▶ [OBJECTIVE] Reproduce the records below verbatim, beginning at their first line and ending with the line containing "[283,115,295,132]", inclusive.

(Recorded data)
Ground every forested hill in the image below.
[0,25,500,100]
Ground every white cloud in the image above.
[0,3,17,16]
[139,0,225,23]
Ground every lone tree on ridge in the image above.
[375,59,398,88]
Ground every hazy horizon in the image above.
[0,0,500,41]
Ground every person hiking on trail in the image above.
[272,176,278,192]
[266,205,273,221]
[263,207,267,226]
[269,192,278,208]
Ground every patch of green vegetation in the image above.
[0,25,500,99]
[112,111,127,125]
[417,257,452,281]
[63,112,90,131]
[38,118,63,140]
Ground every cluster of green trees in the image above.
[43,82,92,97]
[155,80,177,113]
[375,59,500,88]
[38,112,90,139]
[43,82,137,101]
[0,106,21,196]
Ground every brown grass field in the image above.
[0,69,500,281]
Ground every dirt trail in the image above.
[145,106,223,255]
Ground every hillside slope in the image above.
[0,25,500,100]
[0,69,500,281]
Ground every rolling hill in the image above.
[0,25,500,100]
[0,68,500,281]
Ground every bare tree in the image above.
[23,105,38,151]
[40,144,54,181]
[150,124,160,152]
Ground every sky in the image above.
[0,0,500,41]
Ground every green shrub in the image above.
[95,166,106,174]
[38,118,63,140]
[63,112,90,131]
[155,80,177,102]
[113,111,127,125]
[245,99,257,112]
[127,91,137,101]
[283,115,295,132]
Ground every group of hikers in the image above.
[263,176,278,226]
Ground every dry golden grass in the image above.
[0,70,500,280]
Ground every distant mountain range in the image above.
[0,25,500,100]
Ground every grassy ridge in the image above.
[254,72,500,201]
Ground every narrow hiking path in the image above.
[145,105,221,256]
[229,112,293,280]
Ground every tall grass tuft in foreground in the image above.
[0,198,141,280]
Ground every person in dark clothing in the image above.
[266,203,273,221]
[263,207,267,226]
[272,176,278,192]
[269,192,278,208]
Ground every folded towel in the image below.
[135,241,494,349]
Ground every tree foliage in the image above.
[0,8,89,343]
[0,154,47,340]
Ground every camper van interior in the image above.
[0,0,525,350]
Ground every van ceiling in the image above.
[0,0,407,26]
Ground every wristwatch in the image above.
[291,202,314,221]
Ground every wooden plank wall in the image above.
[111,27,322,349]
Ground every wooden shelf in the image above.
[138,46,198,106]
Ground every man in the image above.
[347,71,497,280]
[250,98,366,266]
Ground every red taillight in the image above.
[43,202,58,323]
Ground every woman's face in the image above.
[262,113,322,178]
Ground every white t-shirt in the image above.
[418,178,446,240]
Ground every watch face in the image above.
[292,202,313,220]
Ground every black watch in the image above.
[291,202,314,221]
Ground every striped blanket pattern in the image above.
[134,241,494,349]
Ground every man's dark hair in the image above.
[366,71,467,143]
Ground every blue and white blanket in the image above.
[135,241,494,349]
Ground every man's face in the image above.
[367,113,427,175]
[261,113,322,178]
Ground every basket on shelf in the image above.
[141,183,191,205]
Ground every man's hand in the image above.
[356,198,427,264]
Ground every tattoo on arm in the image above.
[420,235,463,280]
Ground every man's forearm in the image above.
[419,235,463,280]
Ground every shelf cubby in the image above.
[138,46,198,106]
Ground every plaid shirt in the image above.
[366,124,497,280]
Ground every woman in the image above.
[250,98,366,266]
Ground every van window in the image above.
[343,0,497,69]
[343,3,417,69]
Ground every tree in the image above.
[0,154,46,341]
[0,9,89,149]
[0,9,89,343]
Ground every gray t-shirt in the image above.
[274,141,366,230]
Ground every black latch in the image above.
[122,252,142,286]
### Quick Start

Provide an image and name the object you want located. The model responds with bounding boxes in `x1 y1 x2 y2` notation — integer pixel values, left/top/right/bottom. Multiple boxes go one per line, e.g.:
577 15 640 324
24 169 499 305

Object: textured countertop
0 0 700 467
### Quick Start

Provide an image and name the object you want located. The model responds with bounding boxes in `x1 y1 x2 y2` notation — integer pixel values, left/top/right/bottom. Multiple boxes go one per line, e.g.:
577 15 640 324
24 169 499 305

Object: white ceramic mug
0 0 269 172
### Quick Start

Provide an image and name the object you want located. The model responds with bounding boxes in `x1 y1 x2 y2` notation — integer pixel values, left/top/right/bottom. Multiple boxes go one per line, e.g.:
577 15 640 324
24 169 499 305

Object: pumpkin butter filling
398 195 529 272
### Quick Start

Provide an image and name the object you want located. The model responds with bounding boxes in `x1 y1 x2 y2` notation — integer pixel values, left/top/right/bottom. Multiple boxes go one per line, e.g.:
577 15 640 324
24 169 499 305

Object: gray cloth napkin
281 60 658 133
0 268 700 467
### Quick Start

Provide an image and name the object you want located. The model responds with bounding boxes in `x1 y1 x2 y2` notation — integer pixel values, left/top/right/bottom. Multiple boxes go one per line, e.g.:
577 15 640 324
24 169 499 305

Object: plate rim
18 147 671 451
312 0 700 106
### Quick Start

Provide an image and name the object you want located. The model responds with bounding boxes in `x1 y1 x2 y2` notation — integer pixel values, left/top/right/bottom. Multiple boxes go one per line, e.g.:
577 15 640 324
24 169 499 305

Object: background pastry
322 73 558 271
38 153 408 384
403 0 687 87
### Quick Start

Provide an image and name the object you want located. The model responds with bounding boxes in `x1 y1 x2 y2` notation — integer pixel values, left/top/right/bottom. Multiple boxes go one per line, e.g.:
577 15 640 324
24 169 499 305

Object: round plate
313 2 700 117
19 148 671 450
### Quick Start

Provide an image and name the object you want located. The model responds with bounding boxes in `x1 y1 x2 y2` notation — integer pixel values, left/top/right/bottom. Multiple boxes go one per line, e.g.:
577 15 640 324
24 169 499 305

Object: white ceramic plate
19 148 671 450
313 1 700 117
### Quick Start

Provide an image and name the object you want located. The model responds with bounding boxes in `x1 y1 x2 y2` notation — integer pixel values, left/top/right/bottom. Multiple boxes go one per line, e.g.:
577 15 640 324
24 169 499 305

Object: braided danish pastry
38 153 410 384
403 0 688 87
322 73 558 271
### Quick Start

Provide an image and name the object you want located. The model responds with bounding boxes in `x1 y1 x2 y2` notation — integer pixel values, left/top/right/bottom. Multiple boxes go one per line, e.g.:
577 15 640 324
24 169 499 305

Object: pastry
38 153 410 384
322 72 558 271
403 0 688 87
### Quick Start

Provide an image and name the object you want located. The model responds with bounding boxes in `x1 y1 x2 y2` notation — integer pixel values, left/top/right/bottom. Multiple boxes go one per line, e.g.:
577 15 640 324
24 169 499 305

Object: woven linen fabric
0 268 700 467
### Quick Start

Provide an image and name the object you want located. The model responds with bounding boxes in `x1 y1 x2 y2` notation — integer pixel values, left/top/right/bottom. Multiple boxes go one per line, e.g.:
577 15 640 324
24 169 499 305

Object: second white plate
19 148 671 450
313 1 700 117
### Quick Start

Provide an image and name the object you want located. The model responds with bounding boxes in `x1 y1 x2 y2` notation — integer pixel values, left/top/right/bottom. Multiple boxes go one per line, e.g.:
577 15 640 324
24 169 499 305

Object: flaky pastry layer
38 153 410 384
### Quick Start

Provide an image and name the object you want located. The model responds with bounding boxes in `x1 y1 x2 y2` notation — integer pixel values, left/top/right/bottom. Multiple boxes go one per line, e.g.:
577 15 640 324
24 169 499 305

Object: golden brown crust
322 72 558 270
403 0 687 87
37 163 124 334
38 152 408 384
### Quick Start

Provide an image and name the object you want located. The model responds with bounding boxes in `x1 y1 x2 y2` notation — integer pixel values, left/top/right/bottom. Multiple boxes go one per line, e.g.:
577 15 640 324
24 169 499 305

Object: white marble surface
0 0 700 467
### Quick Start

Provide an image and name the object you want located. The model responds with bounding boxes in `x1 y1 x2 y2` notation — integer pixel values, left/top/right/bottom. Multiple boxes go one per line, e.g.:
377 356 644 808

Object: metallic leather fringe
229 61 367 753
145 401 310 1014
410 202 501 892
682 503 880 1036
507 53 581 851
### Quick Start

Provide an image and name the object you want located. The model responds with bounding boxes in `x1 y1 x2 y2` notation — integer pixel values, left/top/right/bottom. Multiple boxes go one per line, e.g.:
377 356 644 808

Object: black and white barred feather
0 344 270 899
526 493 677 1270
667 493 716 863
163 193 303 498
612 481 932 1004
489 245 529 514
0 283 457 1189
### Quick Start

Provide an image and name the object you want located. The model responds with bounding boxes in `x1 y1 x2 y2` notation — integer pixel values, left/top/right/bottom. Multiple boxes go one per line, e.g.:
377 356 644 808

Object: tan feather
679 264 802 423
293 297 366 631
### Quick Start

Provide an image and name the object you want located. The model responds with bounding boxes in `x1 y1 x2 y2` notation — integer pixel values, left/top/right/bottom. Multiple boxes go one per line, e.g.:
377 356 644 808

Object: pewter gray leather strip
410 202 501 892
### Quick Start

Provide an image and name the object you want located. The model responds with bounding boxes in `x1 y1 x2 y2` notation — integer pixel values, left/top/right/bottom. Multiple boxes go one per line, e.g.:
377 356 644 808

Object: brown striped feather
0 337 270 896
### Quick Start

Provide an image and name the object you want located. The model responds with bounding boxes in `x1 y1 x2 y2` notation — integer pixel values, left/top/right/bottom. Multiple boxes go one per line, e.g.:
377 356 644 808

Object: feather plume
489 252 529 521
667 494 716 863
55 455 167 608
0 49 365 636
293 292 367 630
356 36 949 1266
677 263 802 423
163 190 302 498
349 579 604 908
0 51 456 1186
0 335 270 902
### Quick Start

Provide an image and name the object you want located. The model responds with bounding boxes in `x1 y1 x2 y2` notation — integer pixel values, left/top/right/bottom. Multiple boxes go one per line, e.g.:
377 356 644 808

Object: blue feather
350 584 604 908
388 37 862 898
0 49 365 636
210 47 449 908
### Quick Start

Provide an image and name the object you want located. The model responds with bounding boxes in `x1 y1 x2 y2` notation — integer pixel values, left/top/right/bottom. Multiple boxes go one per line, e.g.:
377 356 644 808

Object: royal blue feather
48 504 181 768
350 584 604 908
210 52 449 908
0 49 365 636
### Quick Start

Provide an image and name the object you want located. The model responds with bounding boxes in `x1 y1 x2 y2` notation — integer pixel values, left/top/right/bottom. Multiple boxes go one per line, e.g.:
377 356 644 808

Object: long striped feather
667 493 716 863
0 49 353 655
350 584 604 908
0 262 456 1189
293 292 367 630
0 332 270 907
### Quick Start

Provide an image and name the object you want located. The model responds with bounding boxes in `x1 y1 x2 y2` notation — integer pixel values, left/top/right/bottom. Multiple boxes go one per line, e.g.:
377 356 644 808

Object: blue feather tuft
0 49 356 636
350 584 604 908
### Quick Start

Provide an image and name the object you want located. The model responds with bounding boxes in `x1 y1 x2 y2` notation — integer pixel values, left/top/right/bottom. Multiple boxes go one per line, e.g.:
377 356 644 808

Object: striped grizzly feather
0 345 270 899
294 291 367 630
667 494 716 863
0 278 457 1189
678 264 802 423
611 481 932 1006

▶ [WRITTEN ANSWER]
Ground every forested hill in the image below.
[0,25,500,100]
Ground every white cloud in the image above.
[0,3,17,16]
[139,0,225,23]
Ground every lone tree on ridge in the image above.
[375,59,398,88]
Ground every hazy horizon in the image above.
[0,0,500,41]
Ground every person hiking on trail in the image above.
[272,176,278,192]
[266,205,273,221]
[263,207,267,226]
[269,192,278,208]
Ground every patch of green vegetation in the image above.
[0,25,500,99]
[112,111,127,125]
[417,257,452,281]
[63,112,90,131]
[38,118,63,140]
Ground every cluster of green trees in the image above.
[43,82,92,97]
[155,80,177,113]
[375,59,500,88]
[38,112,90,139]
[43,82,137,101]
[0,106,21,196]
Ground every brown grass field in the image above.
[0,69,500,281]
Ground every dirt trail in the image above.
[145,106,223,255]
Ground every hillside slope in the image above.
[0,25,500,100]
[0,69,500,281]
Ground every rolling hill in the image above.
[0,25,500,100]
[0,68,500,281]
Ground every bare tree in the image above.
[23,105,38,151]
[40,144,54,181]
[150,124,160,152]
Ground every sky in the image above.
[0,0,500,41]
Ground every green shrub in the image above.
[95,166,106,174]
[38,118,63,140]
[63,112,90,131]
[155,80,177,102]
[113,111,127,125]
[245,99,257,112]
[127,91,137,101]
[283,115,295,132]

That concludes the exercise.